_Given problem_.
Set down the material once more, exactly as it appears.

_Material_.

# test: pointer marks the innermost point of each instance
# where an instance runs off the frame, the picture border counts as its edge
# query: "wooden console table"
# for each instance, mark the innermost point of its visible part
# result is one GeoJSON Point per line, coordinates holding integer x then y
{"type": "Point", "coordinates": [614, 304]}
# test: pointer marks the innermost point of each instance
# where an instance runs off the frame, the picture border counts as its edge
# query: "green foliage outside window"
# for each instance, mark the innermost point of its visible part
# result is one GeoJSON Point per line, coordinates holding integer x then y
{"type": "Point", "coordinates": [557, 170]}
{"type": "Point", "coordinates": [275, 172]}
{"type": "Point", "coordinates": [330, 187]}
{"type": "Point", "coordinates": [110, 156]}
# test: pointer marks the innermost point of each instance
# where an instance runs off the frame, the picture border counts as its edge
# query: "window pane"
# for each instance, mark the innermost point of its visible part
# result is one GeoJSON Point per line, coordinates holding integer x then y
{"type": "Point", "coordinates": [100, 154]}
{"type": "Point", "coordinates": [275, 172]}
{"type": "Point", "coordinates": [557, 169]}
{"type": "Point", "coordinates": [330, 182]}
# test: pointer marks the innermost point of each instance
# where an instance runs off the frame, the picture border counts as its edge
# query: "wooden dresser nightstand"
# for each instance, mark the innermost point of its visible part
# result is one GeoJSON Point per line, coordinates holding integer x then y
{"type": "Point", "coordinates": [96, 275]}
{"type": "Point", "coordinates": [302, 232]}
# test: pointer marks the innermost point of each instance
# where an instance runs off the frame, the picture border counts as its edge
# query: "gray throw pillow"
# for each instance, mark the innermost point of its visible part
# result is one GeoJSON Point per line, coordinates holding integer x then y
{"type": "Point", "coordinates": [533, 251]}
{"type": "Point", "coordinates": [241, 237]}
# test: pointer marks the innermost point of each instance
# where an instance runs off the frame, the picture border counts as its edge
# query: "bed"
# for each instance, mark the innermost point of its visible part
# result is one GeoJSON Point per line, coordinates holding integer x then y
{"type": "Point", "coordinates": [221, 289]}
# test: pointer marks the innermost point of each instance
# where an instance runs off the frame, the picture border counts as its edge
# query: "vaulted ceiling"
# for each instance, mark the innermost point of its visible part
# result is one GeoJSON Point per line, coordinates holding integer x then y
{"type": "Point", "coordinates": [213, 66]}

_Reply_.
# test: pointer marks the innermost point of each instance
# where an instance runs off the frame, the picture border counts as its edge
# query: "wooden console table"
# for each instance, mark the innermost point of its visible part
# result is one GeoJSON Point per line, coordinates holding integer x then y
{"type": "Point", "coordinates": [614, 304]}
# test: pointer marks the innermost point of each instance
# where an instance runs off the frame, the picture border counts as its edge
# query: "green foliage outside window"
# for each instance, mark the innermost point of its visible part
# result is one GeoJSON Point per line, coordinates holding integer x then y
{"type": "Point", "coordinates": [557, 170]}
{"type": "Point", "coordinates": [275, 172]}
{"type": "Point", "coordinates": [330, 187]}
{"type": "Point", "coordinates": [110, 156]}
# test: pointer marks the innermost point of each instance
# where an instance runs off the frame, the picture border counts as its edge
# query: "window pane"
# for each instance, mark the innermost point of its visible part
# result is one GeoJSON Point per line, coordinates holding integer x then y
{"type": "Point", "coordinates": [100, 154]}
{"type": "Point", "coordinates": [275, 172]}
{"type": "Point", "coordinates": [557, 169]}
{"type": "Point", "coordinates": [330, 182]}
# test: pointer marks the innermost point of each instance
# where an instance runs off the frame, the picture border counts as its edge
# query: "wooden dresser nightstand"
# for each instance, mark the innermost point of its visible part
# result is one GeoJSON Point per line, coordinates holding integer x then y
{"type": "Point", "coordinates": [96, 275]}
{"type": "Point", "coordinates": [302, 232]}
# test: pointer marks the innermost point of each instance
# where an instance runs off the frame, the picture border counts as its edge
# query: "gray throw pillow"
# for each instance, mark the innermost point of its visible part
# result is one GeoJSON Point per line, coordinates holding integer x then y
{"type": "Point", "coordinates": [533, 251]}
{"type": "Point", "coordinates": [241, 237]}
# test: pointer marks the innermost point of each instance
# where an instance runs off the frame, the picture border counts as its edge
# query: "bed"
# for each instance, mark the innermost point of its visible part
# result is one GeoJSON Point per line, coordinates holding integer x then y
{"type": "Point", "coordinates": [221, 289]}
# test: pointer marks the innermost point of each instance
# where an instance runs off the frame, the picture border counts as its edge
# query: "vaulted ceiling"
# for each instance, mark the innermost point of its visible part
# result is one GeoJSON Point per line, coordinates holding integer x then y
{"type": "Point", "coordinates": [213, 66]}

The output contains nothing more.